When I was actively drinking, I was not the person I wanted to be. I think it’s fair to say no one sets out to become an addict or an alcoholic—I know I didn’t. Active addiction is a lonely, desperate, and dangerous place to be. I never would have put myself there, or put my family through what I did, on purpose. But, it happened and none of us can change it now.
My alcoholism, and the choices I made when I was drinking, caused my family to wash their hands of me, even after I got sober. That loss has made me think a lot about what I wish my family knew about me when I was in active addiction. Of course, when someone is drinking and behaving the way that I did, there is no opportunity to express these things. It’s only been after the fact that I have had the clarity of mind to recognize what I wish they had understood then.
Unfortunately, I have lost those relationships—at least for now, but maybe forever. So, I write this for the families of addicts in the hope that it might help them to better understand what their addicted loved one might be feeling even though they probably don’t have the capacity to express it.

● **SUPPLIED MATERIAL**:
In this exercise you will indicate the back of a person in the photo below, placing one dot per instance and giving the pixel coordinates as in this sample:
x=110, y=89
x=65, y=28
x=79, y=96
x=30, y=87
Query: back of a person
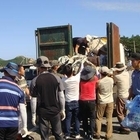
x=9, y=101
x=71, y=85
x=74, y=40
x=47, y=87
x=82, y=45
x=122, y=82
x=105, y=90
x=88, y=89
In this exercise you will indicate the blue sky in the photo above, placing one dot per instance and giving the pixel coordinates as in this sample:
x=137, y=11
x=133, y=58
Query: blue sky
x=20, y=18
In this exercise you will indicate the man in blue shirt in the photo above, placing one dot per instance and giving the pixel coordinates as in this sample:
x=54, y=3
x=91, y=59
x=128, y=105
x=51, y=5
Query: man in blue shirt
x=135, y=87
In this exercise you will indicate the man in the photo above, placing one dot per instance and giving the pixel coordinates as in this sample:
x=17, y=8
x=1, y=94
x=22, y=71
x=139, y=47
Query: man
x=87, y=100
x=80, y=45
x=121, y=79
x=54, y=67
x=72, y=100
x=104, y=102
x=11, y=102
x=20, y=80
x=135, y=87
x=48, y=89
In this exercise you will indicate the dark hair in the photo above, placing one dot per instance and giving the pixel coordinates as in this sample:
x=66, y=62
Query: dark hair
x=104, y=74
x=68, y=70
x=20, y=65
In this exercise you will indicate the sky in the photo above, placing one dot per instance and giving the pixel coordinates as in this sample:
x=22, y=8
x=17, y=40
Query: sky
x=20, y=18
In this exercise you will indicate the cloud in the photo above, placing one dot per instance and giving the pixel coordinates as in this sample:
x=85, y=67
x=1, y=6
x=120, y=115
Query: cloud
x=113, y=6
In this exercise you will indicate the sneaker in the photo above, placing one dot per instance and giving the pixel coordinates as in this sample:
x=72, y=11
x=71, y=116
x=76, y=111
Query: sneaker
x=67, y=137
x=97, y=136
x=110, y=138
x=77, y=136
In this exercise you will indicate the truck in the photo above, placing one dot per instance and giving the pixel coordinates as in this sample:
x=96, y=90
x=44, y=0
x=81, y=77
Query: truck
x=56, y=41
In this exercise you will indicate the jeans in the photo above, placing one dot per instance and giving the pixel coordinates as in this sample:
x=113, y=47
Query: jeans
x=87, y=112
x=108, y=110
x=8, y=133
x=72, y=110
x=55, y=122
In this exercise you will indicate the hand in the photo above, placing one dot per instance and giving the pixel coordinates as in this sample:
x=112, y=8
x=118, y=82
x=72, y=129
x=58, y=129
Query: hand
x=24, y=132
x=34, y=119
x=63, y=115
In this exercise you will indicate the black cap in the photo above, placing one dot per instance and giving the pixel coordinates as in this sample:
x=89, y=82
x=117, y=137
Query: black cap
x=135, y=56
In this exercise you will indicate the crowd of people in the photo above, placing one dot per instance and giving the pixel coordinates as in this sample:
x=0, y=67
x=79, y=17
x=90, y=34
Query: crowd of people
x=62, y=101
--
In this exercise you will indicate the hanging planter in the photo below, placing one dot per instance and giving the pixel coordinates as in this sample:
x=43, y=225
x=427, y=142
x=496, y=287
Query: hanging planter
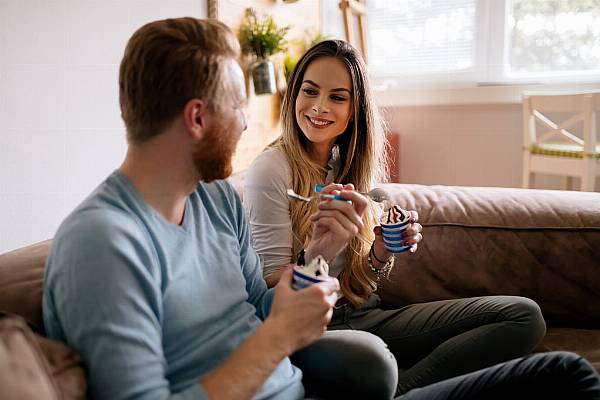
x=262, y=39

● **WHAT YOU WILL DO**:
Answer these questions about the passage on active addiction:
1. How does the writer describe active addiction as a place to be?
2. What did the writer's family do because of the writer's alcoholism and choices while drinking?
3. For whom does the writer say this is written?
The records have nothing to do with this exercise.

● **ANSWER TO THE PROBLEM**:
1. Lonely, desperate, and dangerous.
2. They washed their hands of the writer, even after the writer got sober.
3. The families of addicts.